[PROBLEM 1] From the Kepler-11f passage below, list every planet it names other than Kepler-11f, in order of first mention.
[PROBLEM 2] Write the next few sentences of the Kepler-11f passage below, picking up after its final sentence.

EXERCISE PASSAGE below:

Kepler-11f is, at 2.3 times the mass of Earth, the least massive of the six planets discovered in the orbit of Kepler-11, although the planet's mass may range from 1.1 to 4.5, or from approximately that of Earth's mass to that of Kepler-10b, a rather large confidence interval. Its radius is the second smallest of the six planets discovered in the system at 2.61 times the radius of Earth. Kepler-11f has a density of about 0.7 g/cm^{3}, comparable to that of the Solar System's least dense planet, Saturn. Kepler-11f is the fifth planet from Kepler-11, orbiting its host star every 46.68876 days at a distance of 0.25 AU. Its orbital eccentricity is unknown. In comparison, Mercury orbits the Sun every 87.97 days at a distance of 0.387 AU. Kepler-11f has an orbital inclination of 89.4°; it can be seen almost edge-on with respect to Earth. Its surface equilibrium temperature is 544 K, over twice the surface equilibrium temperature of Earth and about two-thirds the surface temperature of Venus.

End of EXERCISE PASSAGE.
EXERCISE DATA below:

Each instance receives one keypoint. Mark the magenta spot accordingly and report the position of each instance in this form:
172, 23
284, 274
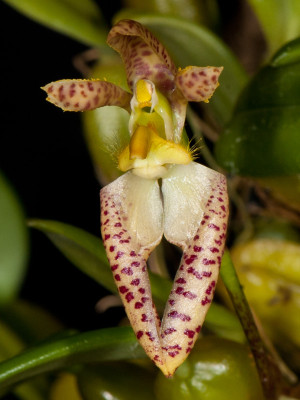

End of EXERCISE DATA.

[RESULT 1] Earth, Kepler-10b, Saturn, Mercury, Venus

[RESULT 2]
Kepler-11f's low density, characteristic of the outer planets of the system, suggests that a hydrogen–helium atmosphere is present on these planets, classifying it as "gas dwarf" due to its small size and mass.
The gaseous content of the planet is calculated at a few percent of its total mass, but the envelope accounts for 70-80% of the planet's total volume.
Kepler-11f's low density is not shared by the planets Kepler-11b and Kepler-11c because stellar irradiation has reduced their atmospheres to a thin layer. The planets accreted such atmospheres because they formed within the first few million years of the system's existence, when a protoplanetary disk was still present.